**SOURCE PASSAGE:**
By Casey C. Sullivan, Esq. on June 17, 2015 | Last updated on March 21, 2019

We'd be shocked if abortion doesn't come before the Supreme Court next term, but it won't come in the form of North Carolina's invasive abortion ultrasound law. The High Court denied review of the Fourth Circuit's ruling invalidating the law, which required women to undergo a state-mandated ultrasound and scripted description of the fetus.

In not taking up the case, the Court leaves in place a broad split between the Fourth Circuit and the Fifth and Eighth, which have upheld similar "display and describe" laws. Is this a hint of things to come?

A Question of Physicians' Free Speech Rights

North Carolina's law required doctors to conduct an ultrasound prior to performing an abortion, describe the fetus in detail, including its dimensions, the presence of external members and internal organs. The speech was required, even if the woman averted her eyes or plugged her ears. After abortion providers challenged it, the Fourth Circuit struck it down as a violation of physician's free speech rights and an undue burden on a woman's right to obtain an abortion. Only the free speech question was at issue in the state's petition for cert.

In taking out the law, the Fourth Circuit's decision took direct aim at the reasoning behind Fifth and Eighth Circuit rulings upholding mandated ultrasounds and physician disclosures. Both of those circuits based their cases on Planned Parenthood v. Casey, the leading abortion precedent, where the Supreme Court upheld Pennsylvania's requirement that physicians provide information about the risks of abortion and childbirth.

**PROBLEMS AND TASKS:**
1 - Rewrite everything from "We'd be shocked" down to "things to come?" in the article on North Carolina's abortion ultrasound law, replacing "High Court" with "Supreme Court".
2 - Extend the article on North Carolina's abortion ultrasound law by continuing it after its final sentence.

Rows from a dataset
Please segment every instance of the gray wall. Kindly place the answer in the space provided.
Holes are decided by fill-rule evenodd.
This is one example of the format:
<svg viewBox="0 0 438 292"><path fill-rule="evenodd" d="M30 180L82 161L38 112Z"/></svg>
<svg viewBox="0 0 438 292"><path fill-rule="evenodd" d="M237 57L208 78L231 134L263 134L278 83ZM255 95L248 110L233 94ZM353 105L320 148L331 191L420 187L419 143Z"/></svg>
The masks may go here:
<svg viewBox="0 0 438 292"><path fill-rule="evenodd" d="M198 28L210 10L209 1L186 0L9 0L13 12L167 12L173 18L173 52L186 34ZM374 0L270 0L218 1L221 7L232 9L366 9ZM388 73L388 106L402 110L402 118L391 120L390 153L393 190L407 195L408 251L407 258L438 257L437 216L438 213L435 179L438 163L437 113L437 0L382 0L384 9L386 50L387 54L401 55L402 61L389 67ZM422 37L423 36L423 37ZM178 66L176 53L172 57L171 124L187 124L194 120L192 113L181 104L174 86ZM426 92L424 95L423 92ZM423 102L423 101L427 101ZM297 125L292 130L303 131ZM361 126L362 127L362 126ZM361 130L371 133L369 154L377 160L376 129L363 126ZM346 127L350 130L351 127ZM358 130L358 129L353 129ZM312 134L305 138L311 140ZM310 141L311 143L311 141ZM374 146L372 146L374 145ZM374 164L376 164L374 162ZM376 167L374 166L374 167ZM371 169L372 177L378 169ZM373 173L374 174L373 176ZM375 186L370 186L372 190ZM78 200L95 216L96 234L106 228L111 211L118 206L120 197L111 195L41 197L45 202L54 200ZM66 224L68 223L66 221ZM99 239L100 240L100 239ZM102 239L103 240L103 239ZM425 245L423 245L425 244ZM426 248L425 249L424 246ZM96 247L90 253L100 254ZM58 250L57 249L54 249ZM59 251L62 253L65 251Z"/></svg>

**PER-TASK ANSWERS:**
1 -
We'd be shocked if abortion doesn't come before the Supreme Court next term, but it won't come in the form of North Carolina's invasive abortion ultrasound law. The Supreme Court denied review of the Fourth Circuit's ruling invalidating the law, which required women to undergo a state-mandated ultrasound and scripted description of the fetus.

In not taking up the case, the Court leaves in place a broad split between the Fourth Circuit and the Fifth and Eighth, which have upheld similar "display and describe" laws. Is this a hint of things to come?

2 -
Unlike the Fifth and Eighth, the Fourth interpreted Casey not as allowing all mandated speech as a simple professional regulation, but as creating only a limited ruling on that specific requirement. Further, the Fourth said, any compelled speech must be reviewed under an intermediate scrutiny standard, while the other circuits had applied only rational basis review.

Not When but How

Of course, the Court does not usually provide an explanation for a denial of cert. It would be reading too much into the denial to take it as an indication of how the Court will eventually rule on the speech or ultrasound issue -- after all, had enough Justices wanted to give the Fourth Circuit their stamp of approval, they would have taken the case. Rather, the denial of cert is more likely about finding the right vehicle to make an eventual ruling.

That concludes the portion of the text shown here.